Everything from the first line of the records below through the line containing "Target: white cloud" is to be retyped exactly; leave out the rest.

# # # #

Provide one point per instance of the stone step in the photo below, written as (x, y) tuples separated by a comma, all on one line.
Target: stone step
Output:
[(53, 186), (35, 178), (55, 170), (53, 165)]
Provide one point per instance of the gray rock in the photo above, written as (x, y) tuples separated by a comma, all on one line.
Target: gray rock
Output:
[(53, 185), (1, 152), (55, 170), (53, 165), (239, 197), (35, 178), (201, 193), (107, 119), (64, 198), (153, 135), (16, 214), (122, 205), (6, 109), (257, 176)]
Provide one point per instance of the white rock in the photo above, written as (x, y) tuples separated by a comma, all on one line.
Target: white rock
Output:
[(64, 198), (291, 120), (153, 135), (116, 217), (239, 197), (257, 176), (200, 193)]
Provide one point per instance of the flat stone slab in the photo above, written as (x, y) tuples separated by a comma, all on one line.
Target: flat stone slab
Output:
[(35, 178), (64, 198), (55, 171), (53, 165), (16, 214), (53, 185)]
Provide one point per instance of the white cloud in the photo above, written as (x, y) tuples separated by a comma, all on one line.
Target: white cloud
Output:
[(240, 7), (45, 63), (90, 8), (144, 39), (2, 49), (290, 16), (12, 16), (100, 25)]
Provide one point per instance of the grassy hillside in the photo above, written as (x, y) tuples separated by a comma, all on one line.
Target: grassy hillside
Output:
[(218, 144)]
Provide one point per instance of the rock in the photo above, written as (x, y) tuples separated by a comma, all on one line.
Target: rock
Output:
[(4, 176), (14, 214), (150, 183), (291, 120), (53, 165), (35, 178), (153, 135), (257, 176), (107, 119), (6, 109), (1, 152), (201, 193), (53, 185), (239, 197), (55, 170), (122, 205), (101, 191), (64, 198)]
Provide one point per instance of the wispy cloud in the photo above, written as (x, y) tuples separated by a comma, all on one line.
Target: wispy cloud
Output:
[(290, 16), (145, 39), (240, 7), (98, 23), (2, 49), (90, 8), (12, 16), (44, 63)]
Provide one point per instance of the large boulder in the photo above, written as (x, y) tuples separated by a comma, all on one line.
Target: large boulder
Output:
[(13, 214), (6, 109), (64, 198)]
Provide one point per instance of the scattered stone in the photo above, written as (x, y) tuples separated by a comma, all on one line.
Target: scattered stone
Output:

# # # #

▶ EXPECTED ANSWER
Provide one point per instance of the stone step in the photo below, written as (x, y) tuples separated by a comma, all on one line.
Target: stone step
Output:
[(53, 186), (35, 178), (55, 170), (53, 165)]
Provide one point per instance of the gray rock in the photo above, written as (x, y) tuples separated by a comma, all on one line.
Target: gray rock
Output:
[(53, 185), (1, 152), (55, 170), (53, 165), (239, 197), (35, 178), (201, 193), (107, 119), (64, 198), (153, 135), (16, 214), (122, 205), (6, 109), (257, 176)]
Provide one point per instance of the white rock in the photo above, written as (x, y) tuples separated by a comma, all on one line.
Target: white rock
Output:
[(64, 198), (291, 120), (153, 135), (116, 217), (239, 197), (257, 176), (200, 193)]
Provide one point per instance of the flat stone slab in the photo above, written as (x, y) tuples separated by a comma, all on one line.
Target: flat stone slab
Output:
[(35, 178), (64, 198), (55, 171), (53, 165), (16, 214), (53, 185)]
Provide one point per instance of the white cloud in the photo above, written as (x, y) tuples separated by a comma, all on one line.
Target: white cloud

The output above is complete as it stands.